• _What to do_
Repeat the lines of the material below word for word, starting with the line that contains "of the grass" and stopping after the line that contains "96), (247, 94)]", including both of those lines.

• _Dataset records_
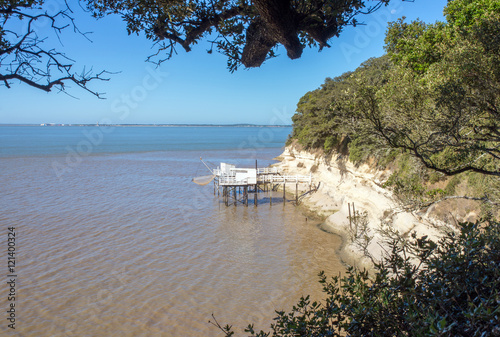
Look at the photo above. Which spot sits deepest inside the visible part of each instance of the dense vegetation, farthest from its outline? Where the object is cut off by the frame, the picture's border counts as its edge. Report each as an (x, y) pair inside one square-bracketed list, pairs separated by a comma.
[(421, 289), (429, 110)]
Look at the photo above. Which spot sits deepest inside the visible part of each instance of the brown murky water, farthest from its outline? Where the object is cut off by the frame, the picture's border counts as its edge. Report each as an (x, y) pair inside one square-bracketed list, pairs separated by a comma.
[(126, 245)]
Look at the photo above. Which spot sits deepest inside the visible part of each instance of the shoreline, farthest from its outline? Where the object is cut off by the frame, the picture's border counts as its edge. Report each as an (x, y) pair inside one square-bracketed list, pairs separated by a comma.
[(340, 183)]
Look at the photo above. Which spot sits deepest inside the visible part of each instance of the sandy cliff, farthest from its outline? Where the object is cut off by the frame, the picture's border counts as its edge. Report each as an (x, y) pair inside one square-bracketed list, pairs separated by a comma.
[(339, 182)]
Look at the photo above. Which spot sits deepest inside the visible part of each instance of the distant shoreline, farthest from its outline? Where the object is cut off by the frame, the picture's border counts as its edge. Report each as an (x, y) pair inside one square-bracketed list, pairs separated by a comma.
[(152, 125)]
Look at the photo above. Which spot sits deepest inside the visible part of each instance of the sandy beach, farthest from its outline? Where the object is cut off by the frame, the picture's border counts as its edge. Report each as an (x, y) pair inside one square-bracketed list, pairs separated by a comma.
[(340, 183)]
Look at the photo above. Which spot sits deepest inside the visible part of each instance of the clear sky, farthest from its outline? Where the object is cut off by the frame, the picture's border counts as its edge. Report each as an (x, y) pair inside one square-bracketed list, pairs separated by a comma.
[(196, 87)]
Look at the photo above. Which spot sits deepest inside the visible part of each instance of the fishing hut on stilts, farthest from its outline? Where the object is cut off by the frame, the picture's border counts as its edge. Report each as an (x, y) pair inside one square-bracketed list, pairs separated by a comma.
[(236, 184)]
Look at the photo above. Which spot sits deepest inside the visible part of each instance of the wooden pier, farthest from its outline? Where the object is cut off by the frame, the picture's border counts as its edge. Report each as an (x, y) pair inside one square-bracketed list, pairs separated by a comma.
[(235, 184)]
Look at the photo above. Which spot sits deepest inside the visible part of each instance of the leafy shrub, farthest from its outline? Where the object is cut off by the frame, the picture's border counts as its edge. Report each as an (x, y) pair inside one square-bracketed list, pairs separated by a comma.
[(420, 289)]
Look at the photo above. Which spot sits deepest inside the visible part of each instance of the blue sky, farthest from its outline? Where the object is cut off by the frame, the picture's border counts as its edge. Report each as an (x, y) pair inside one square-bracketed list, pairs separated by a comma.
[(195, 87)]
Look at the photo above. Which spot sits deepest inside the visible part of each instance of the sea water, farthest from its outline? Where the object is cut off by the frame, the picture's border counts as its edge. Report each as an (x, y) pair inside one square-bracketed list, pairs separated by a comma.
[(113, 238)]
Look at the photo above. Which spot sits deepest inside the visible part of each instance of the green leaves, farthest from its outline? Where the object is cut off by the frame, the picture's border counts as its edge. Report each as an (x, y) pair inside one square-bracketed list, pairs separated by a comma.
[(420, 289)]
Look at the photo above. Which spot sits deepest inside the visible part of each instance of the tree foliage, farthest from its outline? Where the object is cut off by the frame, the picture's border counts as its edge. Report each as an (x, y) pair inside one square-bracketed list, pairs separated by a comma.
[(438, 97), (24, 53), (245, 31)]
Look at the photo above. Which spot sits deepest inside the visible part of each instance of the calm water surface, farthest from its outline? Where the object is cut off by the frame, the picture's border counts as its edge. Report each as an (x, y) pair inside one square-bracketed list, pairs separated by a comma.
[(113, 238)]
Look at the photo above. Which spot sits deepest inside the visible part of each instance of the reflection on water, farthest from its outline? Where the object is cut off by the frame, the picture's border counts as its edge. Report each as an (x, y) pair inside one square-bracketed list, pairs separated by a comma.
[(126, 245)]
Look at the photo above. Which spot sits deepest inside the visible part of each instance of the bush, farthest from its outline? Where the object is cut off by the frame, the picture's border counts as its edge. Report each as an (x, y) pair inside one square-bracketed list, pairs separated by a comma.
[(420, 289)]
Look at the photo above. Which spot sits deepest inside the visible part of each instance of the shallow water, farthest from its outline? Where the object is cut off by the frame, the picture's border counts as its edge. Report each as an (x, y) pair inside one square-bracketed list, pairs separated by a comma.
[(124, 244)]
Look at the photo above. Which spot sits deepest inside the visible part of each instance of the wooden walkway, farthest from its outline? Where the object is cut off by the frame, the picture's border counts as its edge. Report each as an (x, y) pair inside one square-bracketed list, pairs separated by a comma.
[(235, 184)]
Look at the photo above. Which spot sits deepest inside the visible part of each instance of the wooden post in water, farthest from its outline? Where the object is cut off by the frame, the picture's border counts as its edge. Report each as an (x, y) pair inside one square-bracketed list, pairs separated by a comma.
[(350, 220)]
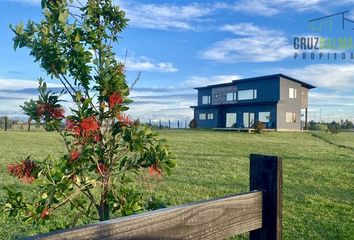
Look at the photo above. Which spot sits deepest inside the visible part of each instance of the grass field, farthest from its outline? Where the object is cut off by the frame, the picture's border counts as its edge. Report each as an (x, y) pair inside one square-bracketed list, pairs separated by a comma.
[(318, 175)]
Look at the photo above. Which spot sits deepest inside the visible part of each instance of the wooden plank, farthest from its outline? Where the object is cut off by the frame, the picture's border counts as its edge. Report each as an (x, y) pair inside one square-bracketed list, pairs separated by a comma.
[(213, 219), (266, 175)]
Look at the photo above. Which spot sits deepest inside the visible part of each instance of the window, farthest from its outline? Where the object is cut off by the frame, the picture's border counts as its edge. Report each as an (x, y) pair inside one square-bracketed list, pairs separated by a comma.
[(290, 117), (292, 92), (264, 116), (206, 100), (231, 96), (247, 94)]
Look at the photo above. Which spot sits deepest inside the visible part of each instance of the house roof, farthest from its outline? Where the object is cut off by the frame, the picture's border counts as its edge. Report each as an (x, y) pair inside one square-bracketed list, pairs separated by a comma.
[(309, 86)]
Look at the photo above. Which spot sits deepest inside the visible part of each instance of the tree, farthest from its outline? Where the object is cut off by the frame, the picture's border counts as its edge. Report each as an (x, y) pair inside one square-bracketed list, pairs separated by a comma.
[(106, 149), (30, 109)]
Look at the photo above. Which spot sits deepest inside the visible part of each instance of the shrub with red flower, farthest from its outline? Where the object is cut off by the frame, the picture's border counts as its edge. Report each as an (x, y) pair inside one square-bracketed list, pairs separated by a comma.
[(105, 147), (74, 155), (57, 113), (101, 169), (114, 100), (155, 169), (45, 213), (125, 120), (24, 170)]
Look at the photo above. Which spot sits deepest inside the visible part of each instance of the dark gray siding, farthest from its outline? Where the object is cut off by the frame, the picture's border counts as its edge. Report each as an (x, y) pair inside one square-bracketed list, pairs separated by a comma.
[(206, 123), (219, 94), (203, 92), (267, 89), (287, 104)]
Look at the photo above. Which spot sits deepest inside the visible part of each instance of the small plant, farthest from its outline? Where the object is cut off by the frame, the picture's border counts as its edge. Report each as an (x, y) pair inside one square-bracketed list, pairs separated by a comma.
[(258, 127), (334, 127), (193, 123), (106, 150)]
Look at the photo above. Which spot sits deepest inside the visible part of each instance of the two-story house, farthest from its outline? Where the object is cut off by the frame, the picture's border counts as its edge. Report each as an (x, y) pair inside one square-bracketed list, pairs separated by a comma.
[(276, 100)]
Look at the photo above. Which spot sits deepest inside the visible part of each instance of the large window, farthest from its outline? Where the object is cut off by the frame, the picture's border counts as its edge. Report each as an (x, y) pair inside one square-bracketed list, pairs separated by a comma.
[(231, 96), (264, 116), (292, 93), (290, 117), (247, 94), (231, 119), (206, 116), (206, 100)]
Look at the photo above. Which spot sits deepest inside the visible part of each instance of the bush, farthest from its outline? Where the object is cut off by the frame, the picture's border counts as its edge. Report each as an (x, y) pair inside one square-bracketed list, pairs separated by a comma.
[(334, 127), (258, 127), (193, 123)]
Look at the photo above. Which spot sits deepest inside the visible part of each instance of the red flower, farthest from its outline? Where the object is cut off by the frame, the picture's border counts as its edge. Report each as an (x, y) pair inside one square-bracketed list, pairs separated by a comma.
[(45, 213), (114, 100), (89, 124), (57, 113), (74, 155), (125, 120), (155, 169), (101, 169), (23, 170)]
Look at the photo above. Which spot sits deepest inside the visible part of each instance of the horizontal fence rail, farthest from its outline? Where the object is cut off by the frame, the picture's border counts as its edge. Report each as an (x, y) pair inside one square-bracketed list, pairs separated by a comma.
[(258, 212), (214, 219)]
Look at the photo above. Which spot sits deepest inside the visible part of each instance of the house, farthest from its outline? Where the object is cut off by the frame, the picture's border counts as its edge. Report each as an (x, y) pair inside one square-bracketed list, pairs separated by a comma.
[(279, 101)]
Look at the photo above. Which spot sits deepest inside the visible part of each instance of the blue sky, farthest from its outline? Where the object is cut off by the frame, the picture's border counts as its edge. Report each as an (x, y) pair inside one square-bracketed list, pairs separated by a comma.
[(178, 45)]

• _Result of the exercise_
Look at the photo above. Which spot sits deepest inside the visible part of each instance of the grass field, farthest from its outline? Where the object is cut off by the frame, the picture's border counts as its edge. Report each as an (x, y) pair inside one square-bracketed list, pairs separated by a comma.
[(318, 175)]
Look at the photo above. Which spot sits deepest inside the visible part of each instance of the wooden plank, farthest from its outline? Where the object is cut off by the frame, the picture's border counts as its edge. Report each as an (x, y) pair inside one square-bracketed list, pairs separated by a comma.
[(213, 219), (266, 175)]
Look at the photo above. Which spot sits deepest inside the visible part of each instance of the window, farthest from its outline? Where the object is cut off by the frame, the picture's border counts as its edge. Report each as an (x, y) pair inside one square-bracketed list, pairs separated by a comma.
[(290, 117), (292, 92), (264, 116), (206, 100), (231, 96), (247, 94)]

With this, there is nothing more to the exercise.